**Written tasks:**
A) According to the CyVerse text, how much did CyVerse shorten reduction times in Males' case?
B) Gather every line of the records that contains the string "cart". Case counts.

**Reading text:**
* Start *
The two co-I's of the grant, Nirav Merchant and Eric Lyons, are life scientists here at UA and offer the course "Applied Concepts in Cyberinfrastructure". They had found that researchers were "actively avoiding advanced computing for their research projects because they viewed it as inflexible, complicated, frustrating, and time-consuming."

CyVerse offers:
1. Cloud computing
2. Data storage
3. Support

# Why should an astronomer care about it?

CyVerse cyberinfrastructure has the serendipitous effect of providing computational resources to basically anyone here at UA and >8,000 participating institutions. 

Possible reasons to care: 
1. If you have computational needs that are greater than what your office machines can provide, but less than what would usually pass for HPC jobs
2. If you want to calculate something now, and don't want to put your job in a queue
3. Very flexible for access remotely or from low-performance machines (basically all you need to do is 'ssh')
4. This infrastructure serves as a lead-in for addressing needs that span the community, like interoperability and reproducibility.

I (Eckhart) first heard about it at a Software Carpentry workshop. CyVerse made a brief appearance at a talk at the Internal Symposium in fall 2016. 

Using CyVerse computational resources, I performed MCMC and image-processing-related computations for three publications either published or in prep.). Using resources for which I did not require any extra human approval, it has shortened high-contrast imaging dataset reductions from >10 hours of wall time to ~30-40 minutes by distributing the jobs across several cores.

Ya-Lin Wu (grad student close to graduating) and Jared Males (new research professor here) used CyVerse to do image processing involving frame-by-frame parameterization and subtraction of host star PSFs, and fake planet injection for determination of sensitivity or brightnesses. In Males' case, this shortened reduction times from four months to two days. (This was actually a project of the "Applied Concepts in Cyberinfrastructure" class.)
* End *
**Task data:**
* Start *
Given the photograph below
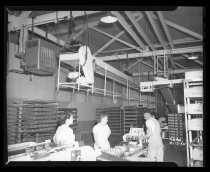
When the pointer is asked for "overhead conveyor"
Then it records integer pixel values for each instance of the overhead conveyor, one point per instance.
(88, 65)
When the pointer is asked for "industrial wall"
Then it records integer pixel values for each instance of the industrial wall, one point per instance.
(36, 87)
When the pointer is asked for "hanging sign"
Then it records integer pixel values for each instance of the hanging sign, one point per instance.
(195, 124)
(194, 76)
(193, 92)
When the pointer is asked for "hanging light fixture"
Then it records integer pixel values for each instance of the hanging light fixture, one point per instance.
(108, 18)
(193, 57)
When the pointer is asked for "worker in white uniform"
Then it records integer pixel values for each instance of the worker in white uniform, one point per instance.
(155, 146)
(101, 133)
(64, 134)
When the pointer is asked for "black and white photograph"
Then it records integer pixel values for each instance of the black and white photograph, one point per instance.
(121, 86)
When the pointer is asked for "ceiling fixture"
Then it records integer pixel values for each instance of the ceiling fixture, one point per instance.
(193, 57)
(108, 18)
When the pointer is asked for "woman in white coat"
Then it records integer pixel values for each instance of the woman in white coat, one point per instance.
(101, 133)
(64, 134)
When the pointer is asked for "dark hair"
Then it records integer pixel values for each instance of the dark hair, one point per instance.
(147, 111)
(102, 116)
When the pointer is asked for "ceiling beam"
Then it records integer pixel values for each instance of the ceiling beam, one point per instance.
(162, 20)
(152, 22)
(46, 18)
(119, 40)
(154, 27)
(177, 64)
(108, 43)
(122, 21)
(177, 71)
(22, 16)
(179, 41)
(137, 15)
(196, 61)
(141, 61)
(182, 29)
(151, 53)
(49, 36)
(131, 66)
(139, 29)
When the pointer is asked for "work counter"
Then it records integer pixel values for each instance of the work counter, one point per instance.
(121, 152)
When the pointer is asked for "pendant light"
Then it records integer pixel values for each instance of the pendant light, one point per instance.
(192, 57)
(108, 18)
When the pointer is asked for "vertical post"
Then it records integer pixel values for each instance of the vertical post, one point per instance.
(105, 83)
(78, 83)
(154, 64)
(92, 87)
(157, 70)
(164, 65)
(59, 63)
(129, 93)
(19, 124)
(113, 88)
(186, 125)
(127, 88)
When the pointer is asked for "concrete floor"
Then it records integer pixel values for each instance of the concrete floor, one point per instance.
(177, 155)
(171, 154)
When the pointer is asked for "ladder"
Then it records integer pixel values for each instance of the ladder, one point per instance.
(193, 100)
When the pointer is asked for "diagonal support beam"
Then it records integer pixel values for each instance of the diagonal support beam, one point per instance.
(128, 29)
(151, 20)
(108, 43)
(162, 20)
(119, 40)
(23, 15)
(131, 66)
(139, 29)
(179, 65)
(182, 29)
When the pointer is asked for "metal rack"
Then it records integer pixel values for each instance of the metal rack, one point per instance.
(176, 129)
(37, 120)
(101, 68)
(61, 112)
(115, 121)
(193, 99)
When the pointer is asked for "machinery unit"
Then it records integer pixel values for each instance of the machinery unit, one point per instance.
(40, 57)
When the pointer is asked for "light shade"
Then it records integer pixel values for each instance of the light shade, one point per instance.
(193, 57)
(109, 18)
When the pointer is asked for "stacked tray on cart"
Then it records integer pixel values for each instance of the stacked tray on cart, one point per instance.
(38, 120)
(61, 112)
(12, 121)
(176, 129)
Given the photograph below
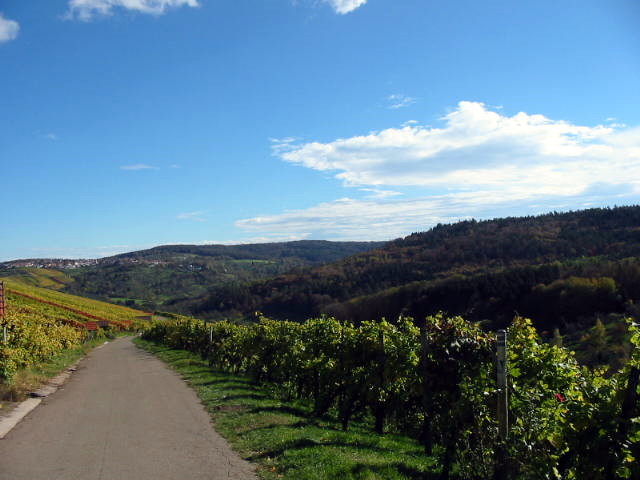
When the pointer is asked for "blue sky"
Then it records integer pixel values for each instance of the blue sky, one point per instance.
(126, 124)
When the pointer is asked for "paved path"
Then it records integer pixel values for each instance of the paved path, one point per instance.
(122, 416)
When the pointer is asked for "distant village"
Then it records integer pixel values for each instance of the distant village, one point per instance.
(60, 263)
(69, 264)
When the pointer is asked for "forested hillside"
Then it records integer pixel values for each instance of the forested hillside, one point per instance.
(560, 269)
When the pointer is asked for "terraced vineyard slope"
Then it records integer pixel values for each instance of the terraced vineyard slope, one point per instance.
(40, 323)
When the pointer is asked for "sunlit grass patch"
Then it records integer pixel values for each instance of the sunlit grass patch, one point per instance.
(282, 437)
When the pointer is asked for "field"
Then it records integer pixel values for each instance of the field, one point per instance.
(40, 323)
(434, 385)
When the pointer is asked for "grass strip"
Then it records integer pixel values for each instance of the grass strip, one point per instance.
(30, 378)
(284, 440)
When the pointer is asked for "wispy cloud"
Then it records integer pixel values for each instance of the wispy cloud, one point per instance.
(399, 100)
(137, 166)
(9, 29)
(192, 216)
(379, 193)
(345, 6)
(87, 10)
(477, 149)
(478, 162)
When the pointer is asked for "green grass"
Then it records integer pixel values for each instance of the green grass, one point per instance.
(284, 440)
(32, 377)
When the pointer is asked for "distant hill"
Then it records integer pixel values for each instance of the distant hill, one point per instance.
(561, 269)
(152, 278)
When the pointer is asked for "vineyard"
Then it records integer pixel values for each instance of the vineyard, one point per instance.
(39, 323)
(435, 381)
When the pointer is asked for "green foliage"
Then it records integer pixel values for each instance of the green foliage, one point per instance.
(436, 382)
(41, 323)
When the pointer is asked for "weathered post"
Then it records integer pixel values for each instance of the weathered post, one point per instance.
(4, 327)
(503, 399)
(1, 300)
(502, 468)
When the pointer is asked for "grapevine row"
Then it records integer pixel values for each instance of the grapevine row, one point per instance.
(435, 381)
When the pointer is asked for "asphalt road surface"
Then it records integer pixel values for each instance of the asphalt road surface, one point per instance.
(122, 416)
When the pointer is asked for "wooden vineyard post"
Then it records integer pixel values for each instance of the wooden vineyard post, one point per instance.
* End *
**Expected results:**
A) From four months to two days.

B)
When the pointer is asked for "stacked tray on cart"
Then it records integer pixel values for each instance of the stacked tray on cart, one point per instance.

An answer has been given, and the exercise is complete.